§ **Requirement**: All lines in the records below that hold "metal" are to be shown.

======== Dataset ========

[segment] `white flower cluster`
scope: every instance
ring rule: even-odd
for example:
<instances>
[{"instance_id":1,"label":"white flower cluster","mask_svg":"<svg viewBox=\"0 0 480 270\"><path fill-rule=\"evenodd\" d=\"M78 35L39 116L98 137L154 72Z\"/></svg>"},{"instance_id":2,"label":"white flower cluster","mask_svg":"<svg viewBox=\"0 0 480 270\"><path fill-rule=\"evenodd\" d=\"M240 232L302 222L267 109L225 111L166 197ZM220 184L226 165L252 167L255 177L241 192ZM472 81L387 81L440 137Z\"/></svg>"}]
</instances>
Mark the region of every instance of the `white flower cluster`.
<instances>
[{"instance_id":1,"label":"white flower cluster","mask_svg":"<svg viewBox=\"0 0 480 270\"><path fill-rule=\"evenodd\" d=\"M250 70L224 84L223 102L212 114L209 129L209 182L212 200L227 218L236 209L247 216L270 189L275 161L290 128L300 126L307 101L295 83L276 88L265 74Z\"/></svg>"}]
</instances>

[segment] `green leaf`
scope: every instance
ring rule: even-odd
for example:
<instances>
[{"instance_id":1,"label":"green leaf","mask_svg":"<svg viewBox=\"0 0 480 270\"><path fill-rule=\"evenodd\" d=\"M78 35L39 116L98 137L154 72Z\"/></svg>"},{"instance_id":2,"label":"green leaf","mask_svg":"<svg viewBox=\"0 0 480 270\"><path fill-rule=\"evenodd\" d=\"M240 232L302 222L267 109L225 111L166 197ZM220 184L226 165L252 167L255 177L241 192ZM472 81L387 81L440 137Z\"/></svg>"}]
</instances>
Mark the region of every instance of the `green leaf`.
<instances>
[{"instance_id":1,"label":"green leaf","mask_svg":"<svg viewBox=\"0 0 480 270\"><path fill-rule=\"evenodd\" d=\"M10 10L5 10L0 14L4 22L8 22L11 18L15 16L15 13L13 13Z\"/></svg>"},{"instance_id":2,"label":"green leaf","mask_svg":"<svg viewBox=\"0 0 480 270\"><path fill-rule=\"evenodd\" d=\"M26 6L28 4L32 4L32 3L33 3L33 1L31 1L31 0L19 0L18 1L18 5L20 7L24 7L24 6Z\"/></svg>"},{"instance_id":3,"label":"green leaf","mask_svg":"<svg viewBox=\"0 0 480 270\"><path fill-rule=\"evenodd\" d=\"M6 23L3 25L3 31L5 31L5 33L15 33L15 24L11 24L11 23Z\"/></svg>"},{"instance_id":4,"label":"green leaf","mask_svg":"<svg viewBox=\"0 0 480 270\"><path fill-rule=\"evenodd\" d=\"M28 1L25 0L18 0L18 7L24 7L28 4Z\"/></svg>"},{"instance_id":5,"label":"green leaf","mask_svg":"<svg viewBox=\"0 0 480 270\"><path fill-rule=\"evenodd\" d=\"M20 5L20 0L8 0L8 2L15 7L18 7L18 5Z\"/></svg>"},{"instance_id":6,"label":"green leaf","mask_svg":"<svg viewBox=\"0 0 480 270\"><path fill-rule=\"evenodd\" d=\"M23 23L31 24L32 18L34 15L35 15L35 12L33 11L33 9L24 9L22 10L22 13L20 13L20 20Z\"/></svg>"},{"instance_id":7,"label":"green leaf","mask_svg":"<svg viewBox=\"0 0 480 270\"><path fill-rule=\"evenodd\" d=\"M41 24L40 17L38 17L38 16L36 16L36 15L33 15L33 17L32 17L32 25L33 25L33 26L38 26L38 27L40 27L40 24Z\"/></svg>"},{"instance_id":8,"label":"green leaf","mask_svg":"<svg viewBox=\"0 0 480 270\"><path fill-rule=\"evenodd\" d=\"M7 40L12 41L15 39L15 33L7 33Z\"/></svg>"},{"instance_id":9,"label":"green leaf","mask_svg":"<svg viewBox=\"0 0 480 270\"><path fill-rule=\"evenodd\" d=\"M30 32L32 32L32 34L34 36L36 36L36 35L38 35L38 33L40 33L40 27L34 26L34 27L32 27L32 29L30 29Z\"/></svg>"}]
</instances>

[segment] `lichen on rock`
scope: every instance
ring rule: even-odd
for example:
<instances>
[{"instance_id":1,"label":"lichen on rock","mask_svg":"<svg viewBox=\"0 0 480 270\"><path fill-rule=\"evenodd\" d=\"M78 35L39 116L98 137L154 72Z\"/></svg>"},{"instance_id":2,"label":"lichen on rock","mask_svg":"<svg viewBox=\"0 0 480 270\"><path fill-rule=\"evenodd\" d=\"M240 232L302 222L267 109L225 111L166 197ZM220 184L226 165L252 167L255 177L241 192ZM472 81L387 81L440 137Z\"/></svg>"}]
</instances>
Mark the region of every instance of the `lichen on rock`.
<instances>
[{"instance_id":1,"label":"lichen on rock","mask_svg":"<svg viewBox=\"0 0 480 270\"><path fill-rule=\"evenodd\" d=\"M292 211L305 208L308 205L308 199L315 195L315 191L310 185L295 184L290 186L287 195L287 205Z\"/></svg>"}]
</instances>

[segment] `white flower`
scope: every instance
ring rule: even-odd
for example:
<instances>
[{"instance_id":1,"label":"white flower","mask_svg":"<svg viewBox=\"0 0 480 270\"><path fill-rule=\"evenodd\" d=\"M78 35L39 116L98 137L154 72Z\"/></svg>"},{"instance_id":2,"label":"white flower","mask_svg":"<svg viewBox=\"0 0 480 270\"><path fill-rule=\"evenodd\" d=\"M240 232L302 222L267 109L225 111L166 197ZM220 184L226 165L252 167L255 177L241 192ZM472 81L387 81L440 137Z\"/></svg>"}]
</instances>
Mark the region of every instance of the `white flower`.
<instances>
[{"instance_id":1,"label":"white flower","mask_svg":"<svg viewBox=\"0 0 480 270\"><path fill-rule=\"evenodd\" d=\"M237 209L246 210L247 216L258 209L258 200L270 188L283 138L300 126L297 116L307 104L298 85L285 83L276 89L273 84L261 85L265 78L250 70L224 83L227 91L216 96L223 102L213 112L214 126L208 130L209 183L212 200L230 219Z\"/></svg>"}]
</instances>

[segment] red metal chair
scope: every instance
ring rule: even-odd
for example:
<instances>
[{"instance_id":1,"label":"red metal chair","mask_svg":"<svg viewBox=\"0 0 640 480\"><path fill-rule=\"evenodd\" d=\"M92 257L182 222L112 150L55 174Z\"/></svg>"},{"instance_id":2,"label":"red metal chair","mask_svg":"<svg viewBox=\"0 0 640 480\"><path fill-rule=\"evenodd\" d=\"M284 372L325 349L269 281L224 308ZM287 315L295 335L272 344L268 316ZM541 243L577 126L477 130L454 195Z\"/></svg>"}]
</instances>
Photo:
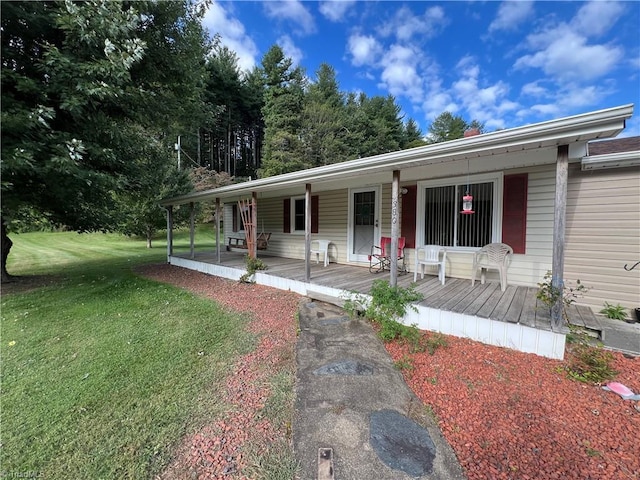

========

§ **Solved exercise**:
[segment] red metal chair
[{"instance_id":1,"label":"red metal chair","mask_svg":"<svg viewBox=\"0 0 640 480\"><path fill-rule=\"evenodd\" d=\"M92 257L182 222L112 150L55 174Z\"/></svg>"},{"instance_id":2,"label":"red metal chair","mask_svg":"<svg viewBox=\"0 0 640 480\"><path fill-rule=\"evenodd\" d=\"M284 372L325 349L269 281L224 308ZM287 315L295 335L272 344L268 316ZM541 243L577 126L477 130L454 195Z\"/></svg>"}]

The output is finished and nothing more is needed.